##### Lesetext #####
Ingolstadt
Die Weihnachtsgeschichte als Busreise

Hebamme Sabine Schmuck fährt mit zwei Freundinnen ins Berliner Regierungsviertel – um zu protestieren

05.12.2014 | Stand 02.12.2020, 21:54 Uhr

Mit Flyern und Plakaten wollen (von links) Doris Arp, Sabine Schmuck und Renate Pade im Berliner Regierungsviertel auf die Situation der Hebammen aufmerksam machen. - Foto: Eberl

Ingolstadt (DK) In eineinhalb Wochen will die Ingolstädter Hebamme Sabine Schmuck mit zwei Mitarbeiterinnen in einem VW-Bus nach Berlin fahren, um im Regierungsviertel öffentlichkeitswirksam auf die Situation der Hebammen aufmerksam zu machen – die aus ihrer Sicht dramatisch schlecht ist.

Sie wollen dabei die Weihnachtsgeschichte nachahmen: Die Suche der hochschwangeren Maria und ihres Mannes Josef nach einem Platz, an dem sie ihr Kind zur Welt bringen können. Und so wie Maria und Josef vor mehr als 2000 Jahren in Bethlehem von Haus zu Haus zogen, wollen Sabine Schmuck, Doris Arp, Geburtsvorbereiterin, und Renate Pade, Geburtsbegleiterin, in Berlin-Mitte symbolisch eine Woche lang nach einem Obdach suchen. Ihre Botschaft: Es wird immer schwieriger, einen geeigneten Platz zum Gebären zu finden, weil es immer weniger Hebammen gibt, da sich der Beruf immer weniger rentiert. Letzte Station ihrer bewusst nicht angemeldeten Aktion ist am 23. Dezember das Gesundheitsministerium von Hermann Gröhe.

Im August hat sich der Deutsche Hebammenverband (DHV) auch unter Vermittlung des Bundesgesundheitsministers mit den Krankenkassen auf einen finanziellen Ausgleich für die gestiegenen Haftpflichtprämien der freiberuflichen Hebammen geeinigt – für Sabine Schmuck und ihre Mitstreiterinnen ist dieser Kompromiss aber nicht tragbar.
#####
> _Aufgaben_:
• a. Prüfe, ob die folgenden Aussagen zum Text über die Busreise der Hebammen stimmen: (i) Die Aktion in Berlin ist angemeldet. (ii) Die letzte Station ist am 23. Dezember das Gesundheitsministerium. (iii) Renate Pade ist Geburtsvorbereiterin. Antworte jeweils mit Ja oder Nein und zitiere die entscheidenden Worte des Textes wörtlich.
• b. Führe den Text über die Busreise der Hebammen im Anschluss an seinen letzten Satz weiter.
##### Inhalt des Datensatzes #####
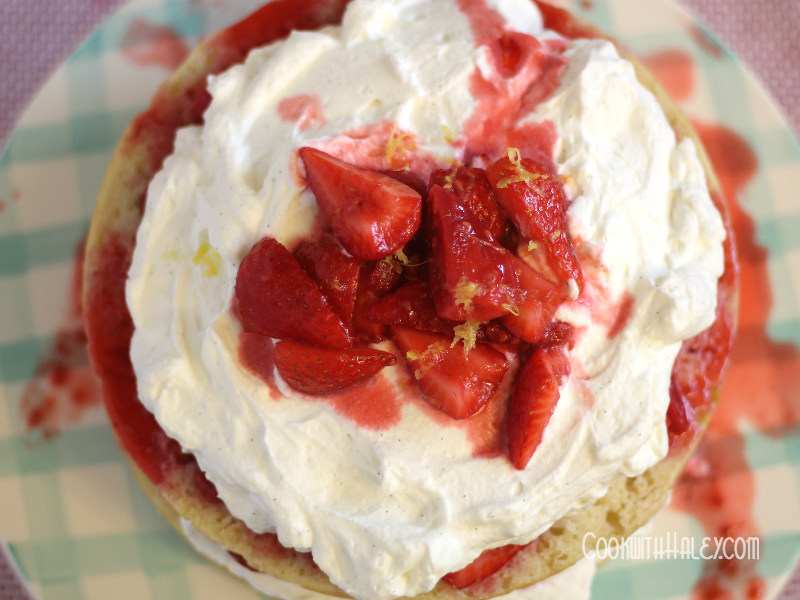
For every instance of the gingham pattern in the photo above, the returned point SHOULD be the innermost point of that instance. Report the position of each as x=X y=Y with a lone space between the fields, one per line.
x=70 y=511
#####
> _Antworten je Aufgabe_:
• a.
(i) Nein: „ihrer bewusst nicht angemeldeten Aktion“
(ii) Ja: „Letzte Station ihrer bewusst nicht angemeldeten Aktion ist am 23. Dezember das Gesundheitsministerium von Hermann Gröhe.“
(iii) Nein: „und Renate Pade, Geburtsbegleiterin“

• b.
6274 Euro pro Jahr soll die Prämie betragen, die ab 1. Juli 2015 gilt. Als Ausgleich erhält jede Hebamme dann 60 Euro mehr pro Geburt. „Hebammen, die mehr machen, verdienen damit mehr“, sagt Schmuck. Damit werde Masse belohnt und nicht Qualität. In ihrem Geburtshaus seien sie beispielsweise immer zu zweit pro Geburt, doch die zweite Hebamme würde den Ausgleich nicht erhalten.

Die Prämien seien zuletzt immer weiter gestiegen, was viele Hebammen aus dem Beruf gedrängt habe – weil es sich nicht mehr für sie rentiert habe. Ganze Landstriche seien im Norden schon ohne Hebammen, sagt Schmuck. Ein Zustand, den hier niemand wolle. Schon jetzt müssten künftige Eltern weit fahren: Ins Geburtshaus kommen sie aus der gesamten Region, teilweise sogar schon aus München – weil sie dort offenbar keinen Termin erhalten.

Aber auch im Geburtshaus Ingolstadt mussten jetzt die ersten Eltern vertröstet werden – nämlich die, deren Kinder voraussichtlich nach dem 1. Juli 2015 auf die Welt kommen. „Denn ich habe ab 1. Juli keine Versicherung mehr“, sagt Sabine Schmuck. Sie ist nicht im DHV organisiert, sondern in einem anderen Verband, der keinen Versicherer findet. Freiberufliche Hebammen – in Bayern inzwischen mehr als die Hälfte aller praktizierenden Hebammen – seien damit gezwungen, Mitglied im DHB zu werden, um ihren Beruf weiter ausüben zu dürfen. Diese „Zwangsmitgliedschaft“ komme für sie nicht infrage, sagt Schmuck. Außerdem gelte die ausgehandelte Prämie auch erst einmal nur für ein Jahr.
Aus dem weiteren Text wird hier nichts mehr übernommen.